== Exercise requirements ==
Rewrite the lines below, swapping every "trace" for "draw" and leaving everything else unchanged.

== Extracted material ==

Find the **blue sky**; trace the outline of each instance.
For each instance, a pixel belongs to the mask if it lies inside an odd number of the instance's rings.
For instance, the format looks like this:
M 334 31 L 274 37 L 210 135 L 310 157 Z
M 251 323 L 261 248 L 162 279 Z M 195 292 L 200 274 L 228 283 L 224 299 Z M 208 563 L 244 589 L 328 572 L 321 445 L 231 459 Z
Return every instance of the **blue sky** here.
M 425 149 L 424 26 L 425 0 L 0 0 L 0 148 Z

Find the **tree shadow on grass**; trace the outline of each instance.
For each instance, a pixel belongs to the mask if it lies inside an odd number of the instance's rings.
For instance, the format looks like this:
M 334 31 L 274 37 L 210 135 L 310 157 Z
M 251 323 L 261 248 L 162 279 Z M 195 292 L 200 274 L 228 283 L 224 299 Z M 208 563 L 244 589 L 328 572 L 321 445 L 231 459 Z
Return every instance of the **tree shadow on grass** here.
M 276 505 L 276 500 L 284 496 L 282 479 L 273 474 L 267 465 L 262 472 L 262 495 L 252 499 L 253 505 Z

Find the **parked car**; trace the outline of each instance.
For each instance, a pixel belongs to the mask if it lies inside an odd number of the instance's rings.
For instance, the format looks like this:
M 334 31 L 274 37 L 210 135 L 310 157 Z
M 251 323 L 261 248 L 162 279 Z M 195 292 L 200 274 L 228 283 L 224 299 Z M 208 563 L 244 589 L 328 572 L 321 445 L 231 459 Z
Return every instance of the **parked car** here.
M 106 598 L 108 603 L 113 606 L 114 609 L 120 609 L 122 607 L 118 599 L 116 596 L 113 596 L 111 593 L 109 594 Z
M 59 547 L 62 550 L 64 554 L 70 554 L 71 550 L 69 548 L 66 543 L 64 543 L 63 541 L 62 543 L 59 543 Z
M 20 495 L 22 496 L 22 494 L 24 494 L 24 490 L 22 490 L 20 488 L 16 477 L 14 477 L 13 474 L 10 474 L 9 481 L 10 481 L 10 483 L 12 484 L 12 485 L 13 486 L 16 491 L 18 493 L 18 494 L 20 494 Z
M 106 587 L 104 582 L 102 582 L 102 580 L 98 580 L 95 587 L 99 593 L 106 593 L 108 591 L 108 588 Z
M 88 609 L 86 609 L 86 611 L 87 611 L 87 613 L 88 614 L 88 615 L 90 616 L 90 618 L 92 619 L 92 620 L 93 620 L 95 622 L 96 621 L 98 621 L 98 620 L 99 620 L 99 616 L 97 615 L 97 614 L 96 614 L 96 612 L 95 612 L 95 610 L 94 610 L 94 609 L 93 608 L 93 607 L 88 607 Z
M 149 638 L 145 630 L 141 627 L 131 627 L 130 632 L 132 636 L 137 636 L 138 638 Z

== Finished exercise ==
Find the **blue sky**; draw the outline of each instance.
For each instance, a pixel belongs to the mask if it lies inside an odd number of the instance's rings.
For instance, the format looks like this:
M 334 31 L 274 37 L 210 135 L 310 157 Z
M 251 323 L 261 248 L 162 279 Z M 195 292 L 200 274 L 228 283 L 224 299 Z M 208 563 L 244 589 L 328 572 L 321 445 L 231 459 Z
Return every instance of the **blue sky** here.
M 425 149 L 424 26 L 425 0 L 0 0 L 0 148 Z

Find the **tree shadow on grass**; draw the outline of each instance.
For each instance, a pixel belongs to the mask if it lies inside an odd number of the instance's rings.
For instance, the format looks like this:
M 334 31 L 274 37 L 210 135 L 310 157 Z
M 251 323 L 261 248 L 162 279 Z M 195 292 L 200 274 L 228 283 L 224 299 Z M 208 563 L 244 589 L 328 572 L 321 445 L 231 459 Z
Return every instance of the **tree shadow on grass** here.
M 276 505 L 276 500 L 284 496 L 282 479 L 273 474 L 267 465 L 262 472 L 262 495 L 252 499 L 253 505 Z

Find the **parked car**; draw the outline of each instance.
For each instance, a pixel belongs to the mask if it lies inside an odd number of the instance's rings.
For instance, the format looks like this:
M 334 31 L 274 37 L 210 135 L 310 157 Z
M 251 323 L 261 248 L 162 279 Z M 195 292 L 200 274 L 228 283 L 224 299 Z M 208 563 L 244 589 L 328 572 L 321 445 L 231 459 Z
Return every instance of the **parked car** here.
M 106 598 L 108 603 L 113 606 L 114 609 L 120 609 L 122 607 L 118 599 L 116 596 L 113 596 L 111 593 L 109 594 Z
M 59 547 L 62 550 L 64 554 L 70 554 L 71 550 L 69 548 L 66 543 L 64 543 L 63 541 L 62 543 L 59 543 Z
M 20 495 L 22 496 L 22 494 L 24 494 L 24 490 L 22 490 L 20 488 L 16 477 L 14 477 L 13 474 L 10 474 L 9 481 L 10 481 L 10 483 L 12 484 L 12 485 L 13 486 L 16 491 L 18 493 L 18 494 L 20 494 Z
M 106 587 L 104 582 L 102 582 L 102 580 L 98 580 L 95 587 L 99 593 L 106 593 L 108 591 L 108 588 Z
M 88 609 L 86 609 L 86 611 L 87 611 L 87 613 L 88 614 L 88 615 L 90 616 L 90 618 L 92 619 L 92 620 L 93 620 L 95 622 L 96 621 L 98 621 L 98 620 L 99 620 L 99 616 L 97 615 L 97 614 L 96 614 L 96 612 L 95 612 L 95 610 L 94 610 L 94 609 L 93 608 L 93 607 L 88 607 Z
M 149 638 L 145 630 L 141 627 L 131 627 L 130 632 L 132 636 L 137 636 L 138 638 Z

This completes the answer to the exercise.